### DOCUMENTO

══════════════════════════════

Son muchos méritos los que reúne Andrés Lima en '1936. ¿El año que España entró en shock?' El primero, el mero hecho de proponerse contar la Guerra Civil en el escenario de un teatro es ya una proeza y, no solo porque supone un desafío colosal, sino porque, en tiempos en que incluso cancelan una inofensiva Lisístrata, puede acarrear que alguien remarque tu nombre en una lista negra en la que seguro que ya figuras hace tiempo. Y mérito extraordinario es también llevar a buen puerto un proyecto tan complejo y ambicioso.
De entrada, acierta en el relato y en el tono. Con Albert Boronat firma una sólida dramaturgia a partir de una amplia y variada selección de hechos históricos, personajes reales, discursos, textos escritos, episodios e historias del conflicto –incluidas algunas ficciones recreadas y el hilo narrativo del diario de una niña barcelonesa–, sus antecedentes y el contexto internacional. Sin pretender ser neutral –porque es imposible serlo con el golpe de estado fascista contra la República y los tres años de enfrentamiento desgarrador en desigualdad de condiciones, con los cuarenta de dictadura–, la obra se plantea y se desarrolla como un docudrama equilibrado, sin cargar tintas en la emotividad, que inevitablemente termina brotando como chorros de sangre en una tragedia tan arraigada y encarnizada. Desde un comienzo necesariamente muy descriptivo –la primera parte lo es– hasta un final desgarrador, '1936' es un monumento de memoria histórica.

══════════════════════════════

### CONSIGNA
Según la reseña teatral, ¿con quién firma Andrés Lima la dramaturgia de '1936'?

══════════════════════════════

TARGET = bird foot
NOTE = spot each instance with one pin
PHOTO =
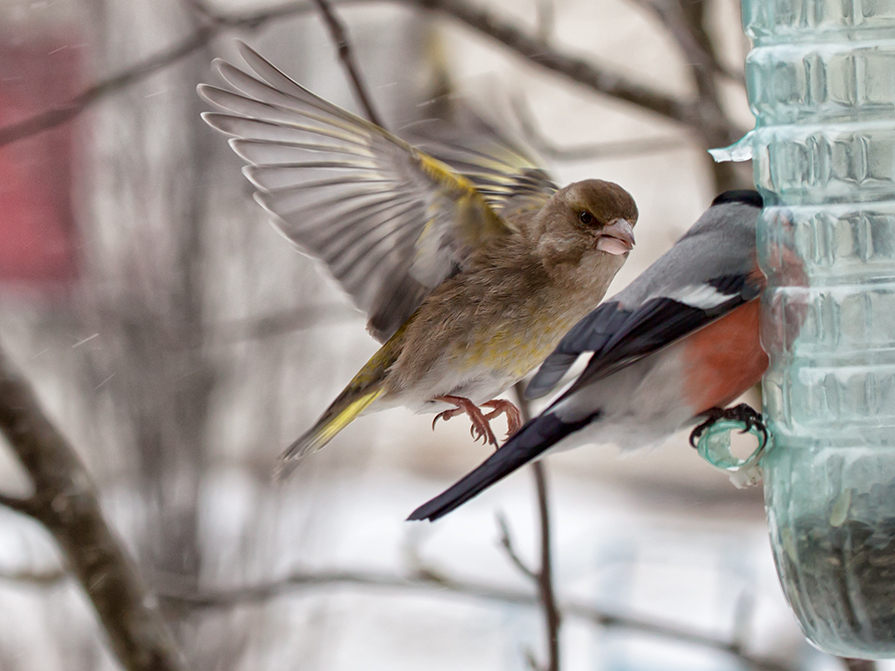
(501, 406)
(739, 413)
(480, 427)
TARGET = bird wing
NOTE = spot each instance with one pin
(390, 221)
(507, 175)
(709, 272)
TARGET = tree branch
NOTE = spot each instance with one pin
(346, 55)
(533, 135)
(23, 506)
(543, 577)
(438, 583)
(598, 79)
(65, 502)
(506, 542)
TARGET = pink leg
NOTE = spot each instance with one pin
(514, 417)
(480, 427)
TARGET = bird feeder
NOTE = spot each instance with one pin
(821, 82)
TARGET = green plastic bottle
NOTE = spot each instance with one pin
(821, 82)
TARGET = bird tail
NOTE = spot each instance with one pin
(344, 410)
(531, 441)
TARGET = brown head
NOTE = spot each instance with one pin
(591, 218)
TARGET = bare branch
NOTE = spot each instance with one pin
(36, 578)
(19, 505)
(600, 80)
(69, 110)
(72, 108)
(672, 17)
(546, 19)
(346, 55)
(506, 542)
(535, 137)
(859, 664)
(545, 575)
(589, 74)
(300, 582)
(65, 502)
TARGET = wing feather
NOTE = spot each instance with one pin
(390, 221)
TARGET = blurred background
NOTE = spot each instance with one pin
(181, 344)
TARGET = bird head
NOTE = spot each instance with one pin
(588, 219)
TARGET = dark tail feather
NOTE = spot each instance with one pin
(532, 440)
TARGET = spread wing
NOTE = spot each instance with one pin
(508, 176)
(390, 221)
(709, 272)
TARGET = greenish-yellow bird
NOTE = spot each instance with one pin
(470, 266)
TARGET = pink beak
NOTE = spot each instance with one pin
(616, 238)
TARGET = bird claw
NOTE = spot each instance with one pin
(502, 406)
(480, 427)
(740, 413)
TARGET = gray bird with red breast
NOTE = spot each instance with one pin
(677, 345)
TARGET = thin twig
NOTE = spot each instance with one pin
(73, 107)
(545, 18)
(47, 578)
(506, 542)
(859, 664)
(346, 55)
(595, 77)
(280, 323)
(70, 109)
(65, 502)
(544, 575)
(300, 582)
(23, 506)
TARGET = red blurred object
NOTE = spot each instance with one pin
(38, 238)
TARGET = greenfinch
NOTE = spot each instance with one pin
(470, 263)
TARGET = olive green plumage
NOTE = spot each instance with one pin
(471, 266)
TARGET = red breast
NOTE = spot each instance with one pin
(724, 359)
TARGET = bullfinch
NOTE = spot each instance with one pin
(676, 346)
(470, 263)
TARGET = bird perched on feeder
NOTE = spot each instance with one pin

══════════════════════════════

### RESULTADO DEL EJERCICIO
Con Albert Boronat.